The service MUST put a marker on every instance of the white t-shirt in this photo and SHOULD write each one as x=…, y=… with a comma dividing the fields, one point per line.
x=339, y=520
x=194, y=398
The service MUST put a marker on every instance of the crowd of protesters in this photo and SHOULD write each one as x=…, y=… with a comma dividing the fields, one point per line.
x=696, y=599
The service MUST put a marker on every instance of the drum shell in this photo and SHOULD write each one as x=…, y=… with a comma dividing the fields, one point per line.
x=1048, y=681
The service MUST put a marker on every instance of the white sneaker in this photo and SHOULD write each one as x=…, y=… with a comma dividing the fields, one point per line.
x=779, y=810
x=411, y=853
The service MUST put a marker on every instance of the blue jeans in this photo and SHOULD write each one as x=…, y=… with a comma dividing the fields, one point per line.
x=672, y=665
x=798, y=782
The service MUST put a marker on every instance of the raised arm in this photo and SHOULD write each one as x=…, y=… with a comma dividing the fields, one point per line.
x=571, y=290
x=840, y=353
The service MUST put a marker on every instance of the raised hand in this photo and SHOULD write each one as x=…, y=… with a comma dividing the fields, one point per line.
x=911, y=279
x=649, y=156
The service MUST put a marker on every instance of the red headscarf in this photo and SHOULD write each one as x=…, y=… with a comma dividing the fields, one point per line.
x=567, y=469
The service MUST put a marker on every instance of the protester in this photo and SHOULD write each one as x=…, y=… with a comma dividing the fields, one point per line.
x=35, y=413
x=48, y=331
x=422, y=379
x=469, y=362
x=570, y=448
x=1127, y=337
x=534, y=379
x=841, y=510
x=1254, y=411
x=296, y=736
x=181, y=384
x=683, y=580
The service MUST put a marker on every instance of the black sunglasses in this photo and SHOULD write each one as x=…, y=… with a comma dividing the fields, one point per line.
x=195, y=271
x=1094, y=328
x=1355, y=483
───
Please restate the preceding entries word for word.

◆ COMPLETED EXERCISE ◆
The service MUST put a marker on every instance of the white t-shirt in this photo and SHOULD write each one as x=…, y=… with a comma dividing the fields, one point per line.
x=339, y=520
x=194, y=398
The service MUST put a marker on every instance of the crowd of protesters in this photo and SHOULD write each one as x=…, y=… with a comma dividing the fields, one point per line.
x=696, y=599
The service MUST put a marker on every instance of the drum shell in this photo and SHOULD write each one as x=…, y=… with a comma dividing the fields, one point per line.
x=1048, y=681
The service MUST put a marker on every instance of the white sneaker in this photo and SHOULD write each one as x=…, y=… with a comma dividing the fields, one point per line.
x=779, y=810
x=411, y=853
The service MUST put a marker on every instance of the blue jeans in this photo and SHOULD write each one as x=…, y=… with a comma dividing the fields, one point per line.
x=672, y=665
x=798, y=782
The service MUST put a marker on every instance of the raised arm in this photo and SHOULD write each one as x=…, y=… with a comma dividing the fields, one point per line.
x=571, y=290
x=840, y=353
The service MUST put a marker on every instance of the raised hand in this photo and SHOULD write each one as x=…, y=… with a comma dividing the fields, one point per line.
x=911, y=279
x=649, y=156
The service MUST put a marker on every instance of the red headscarf in this photo and SHOULD write each one as x=…, y=… with a comma dividing the fields, one point per line.
x=567, y=469
The service MUST put a marker on every instance of the protester in this photo and SHOULD write each one as x=…, y=… with a comma dividing the fields, one point per line.
x=35, y=413
x=48, y=331
x=422, y=379
x=469, y=362
x=570, y=448
x=1127, y=337
x=534, y=379
x=841, y=510
x=1254, y=411
x=296, y=736
x=181, y=384
x=683, y=580
The service MUST put a marker on every instance of the black sunglasses in this photo and SHOULD write each one as x=…, y=… with a comma dividing the fields, one point per line.
x=195, y=271
x=1094, y=328
x=1355, y=483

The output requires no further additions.